SELECTED EXCERPT =
IN THE SANCTIMONIOUS, TRADITION-CRIPPLED, HOLIER-THAN-THOU, AND SPECTACULARLY INEFFICIENT 'GOVERNMENT SECTOR, IT IS NOT IMPORTANT TO WORK AT ALL, AS LONG AS ONE IS COMING AND GOING OUT PUNCTUALLY.

IN THIS ANACHRONISTIC, UNACCOUNTABLE, ILLOGICAL AND SOULLESS WORLD OF THE GOVERNMENT SECTOR, it is actually sad that you feel that you have employees working UNDER you, rather than colleagues working WITH you. Which is why you get so swollen-headed, and behave in a lord-of-the-manner fashion, unwilling to dole out 'favours' to those who do not do the requisite amount of boot-licking. After all. being a BIGGGG BOSS in an moribund, stultifying, claustrophobic and very small and insignificant office can give you the illusion of TOTAL CONTROL and SUPREME POWER.

So, you will perhaps ask, why do we join THIS DEADENING FOSSILIZED SECTOR at all? And if we are frustrated, why don't we quit?

GIVEN TASK A =
List the words and phrases that the opening sentence of the passage on the government sector uses to describe that sector.
GIVEN TASK B =
Continue the passage on the government sector from its last sentence.
The data that comes next is separate material with no connection to the passage.

COLLECTED DATA =
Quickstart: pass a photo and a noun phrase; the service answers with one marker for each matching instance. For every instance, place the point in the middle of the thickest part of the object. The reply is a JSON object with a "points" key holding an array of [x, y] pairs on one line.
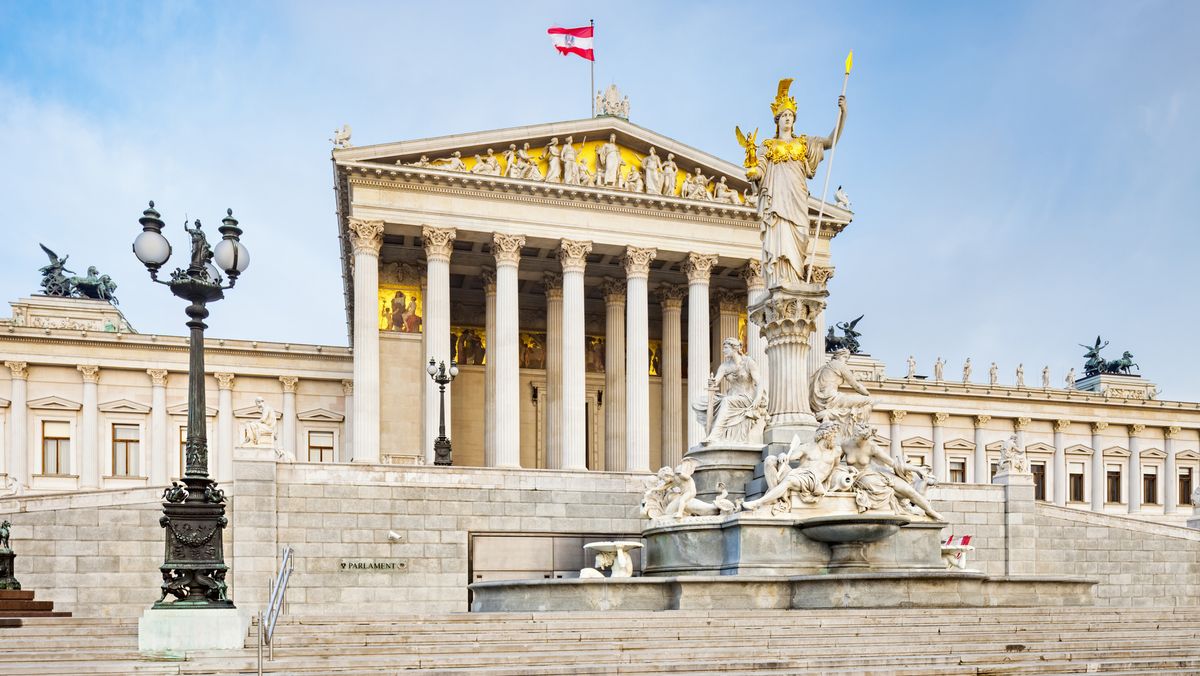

ANSWER A =
SANCTIMONIOUS, TRADITION-CRIPPLED, HOLIER-THAN-THOU, SPECTACULARLY INEFFICIENT

ANSWER B =
Security, my dear sir, security. The assurance of a steady (although very slowly increasing) income, the assurance of of a 'permanent' job, the assurance of a post retirement pension. And assurance has a way of cancelling out aggression. So, though we crib and rant, rest assured we won't throw our resignation letters at your face, or plunge that knife into your back (dearly as we like to do it). At the best, we will take out ineffective morchas and shout slogans. Or just decide to give up doing any constructive work whatsoever. Except following the rules, of course.




                                                                                                  Yours humbly (lying at your feet)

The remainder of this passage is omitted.